-- START OF Supplied material --

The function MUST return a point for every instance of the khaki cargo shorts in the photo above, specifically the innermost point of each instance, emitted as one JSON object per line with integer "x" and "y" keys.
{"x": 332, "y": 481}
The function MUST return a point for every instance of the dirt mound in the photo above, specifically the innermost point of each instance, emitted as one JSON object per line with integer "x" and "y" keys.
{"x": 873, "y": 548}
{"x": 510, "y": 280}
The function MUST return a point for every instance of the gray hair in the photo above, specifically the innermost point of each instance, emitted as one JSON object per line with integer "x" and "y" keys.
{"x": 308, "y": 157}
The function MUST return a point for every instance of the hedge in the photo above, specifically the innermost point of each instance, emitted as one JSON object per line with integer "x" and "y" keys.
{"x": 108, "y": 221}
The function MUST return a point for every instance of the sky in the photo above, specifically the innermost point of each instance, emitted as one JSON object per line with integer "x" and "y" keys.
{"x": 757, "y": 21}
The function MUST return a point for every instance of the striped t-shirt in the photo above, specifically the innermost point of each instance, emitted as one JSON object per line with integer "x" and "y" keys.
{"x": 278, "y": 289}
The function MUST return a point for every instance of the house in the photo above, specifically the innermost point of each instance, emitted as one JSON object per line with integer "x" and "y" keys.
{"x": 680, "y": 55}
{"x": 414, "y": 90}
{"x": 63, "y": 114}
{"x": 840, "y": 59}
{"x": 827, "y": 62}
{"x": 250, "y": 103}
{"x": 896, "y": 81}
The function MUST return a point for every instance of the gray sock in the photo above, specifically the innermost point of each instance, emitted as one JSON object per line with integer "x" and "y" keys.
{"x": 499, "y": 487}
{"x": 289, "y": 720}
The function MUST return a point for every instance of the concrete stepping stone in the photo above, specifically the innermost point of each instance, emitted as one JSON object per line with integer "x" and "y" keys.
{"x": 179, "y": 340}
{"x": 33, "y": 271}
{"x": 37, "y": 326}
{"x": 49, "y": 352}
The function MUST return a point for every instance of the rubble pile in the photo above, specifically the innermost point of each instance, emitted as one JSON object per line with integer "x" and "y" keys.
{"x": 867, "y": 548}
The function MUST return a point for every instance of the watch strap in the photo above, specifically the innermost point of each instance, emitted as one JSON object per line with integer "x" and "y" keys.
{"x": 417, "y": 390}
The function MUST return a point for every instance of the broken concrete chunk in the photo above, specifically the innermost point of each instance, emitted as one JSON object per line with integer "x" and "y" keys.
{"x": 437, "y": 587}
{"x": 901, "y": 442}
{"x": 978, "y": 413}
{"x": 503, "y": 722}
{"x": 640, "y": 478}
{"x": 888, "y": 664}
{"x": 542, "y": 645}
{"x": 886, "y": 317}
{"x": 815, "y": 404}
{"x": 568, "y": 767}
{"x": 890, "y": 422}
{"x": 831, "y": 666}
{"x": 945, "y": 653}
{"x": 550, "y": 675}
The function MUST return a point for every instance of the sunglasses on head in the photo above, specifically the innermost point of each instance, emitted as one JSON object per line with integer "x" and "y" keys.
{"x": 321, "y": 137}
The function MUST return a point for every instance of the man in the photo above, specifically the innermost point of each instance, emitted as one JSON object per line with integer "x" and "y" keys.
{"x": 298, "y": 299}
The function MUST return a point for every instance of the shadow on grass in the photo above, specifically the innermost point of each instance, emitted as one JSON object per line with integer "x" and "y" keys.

-- END OF Supplied material --

Problem statement »
Rewrite the entries above as a numbered list, with one line per item and no blank lines.

Correct output »
1. The function MUST return a point for every instance of the khaki cargo shorts in the photo above, specifically the innermost point of each instance, emitted as one JSON object per line with integer "x" and "y" keys.
2. {"x": 332, "y": 481}
3. The function MUST return a point for every instance of the dirt mound in the photo above, specifically the innermost point of each instance, emitted as one JSON object per line with integer "x" and "y" keys.
4. {"x": 873, "y": 548}
5. {"x": 510, "y": 280}
6. The function MUST return a point for every instance of the gray hair in the photo above, specifically the innermost point of each instance, emitted as one JSON object per line with integer "x" and "y" keys.
7. {"x": 308, "y": 157}
8. The function MUST return a point for every instance of the hedge in the photo above, specifically the innermost point of each instance, emitted as one JSON object per line with integer "x" and "y" keys.
9. {"x": 108, "y": 221}
10. The function MUST return a point for every instance of the sky in the photo above, specifically the innermost point of each instance, emitted as one JSON object per line with integer "x" and "y" keys.
11. {"x": 757, "y": 21}
12. The function MUST return a point for every instance of the striped t-shirt in the photo above, specifically the innermost point of each instance, emitted as one JSON object per line with integer "x" and "y" keys.
13. {"x": 278, "y": 289}
14. The function MUST return a point for every instance of the house in the photo above, specifically the innermost point of each instance, emitted as one JSON object per line with integer "x" and "y" keys.
15. {"x": 680, "y": 55}
16. {"x": 414, "y": 90}
17. {"x": 63, "y": 114}
18. {"x": 840, "y": 59}
19. {"x": 827, "y": 62}
20. {"x": 250, "y": 103}
21. {"x": 896, "y": 81}
22. The function MUST return a point for every instance of the gray sock in the photo above, specifically the innermost point of each instance, emitted as one JSON object per line with integer "x" and "y" keys.
23. {"x": 499, "y": 487}
24. {"x": 289, "y": 720}
25. The function MUST return a point for every instance of the concrete stepping stone in the photo above, specifically the innermost point of each instance, emitted as one JSON object per line with integer "x" and "y" keys.
26. {"x": 179, "y": 340}
27. {"x": 33, "y": 271}
28. {"x": 37, "y": 326}
29. {"x": 49, "y": 352}
30. The function MUST return a point for every instance of the rubble pile in the photo above, specifically the innermost point of each instance, emitted as one JSON object per line with integer "x" and "y" keys.
31. {"x": 867, "y": 548}
32. The function MUST return a point for every instance of the watch strap in the photo above, specifically the innermost point of each instance, emitted as one JSON object per line with integer "x" and "y" keys.
33. {"x": 417, "y": 390}
34. The function MUST return a point for every instance of the broken concrete chunk in the photo above, specifically the innermost point of each instance, emitted as one JSON object per line with integer "x" and "y" keys.
35. {"x": 437, "y": 587}
36. {"x": 901, "y": 442}
37. {"x": 978, "y": 413}
38. {"x": 503, "y": 722}
39. {"x": 640, "y": 478}
40. {"x": 888, "y": 664}
41. {"x": 542, "y": 645}
42. {"x": 886, "y": 317}
43. {"x": 815, "y": 404}
44. {"x": 568, "y": 767}
45. {"x": 890, "y": 422}
46. {"x": 831, "y": 666}
47. {"x": 945, "y": 653}
48. {"x": 550, "y": 675}
49. The function MUST return a point for every instance of the sunglasses on head in the photo above, specifically the innermost point of each instance, emitted as one JSON object per line with integer "x" and "y" keys.
50. {"x": 321, "y": 137}
51. The function MUST return a point for every instance of the man in the photo above, specifically the innermost point of each instance, emitted as one JSON object per line with integer "x" and "y" keys.
52. {"x": 298, "y": 299}
53. The function MUST return a point for every instance of the shadow on grass in the photo above, specifically the innermost point of each instance, emitted as one JSON object per line with integer "x" and "y" keys.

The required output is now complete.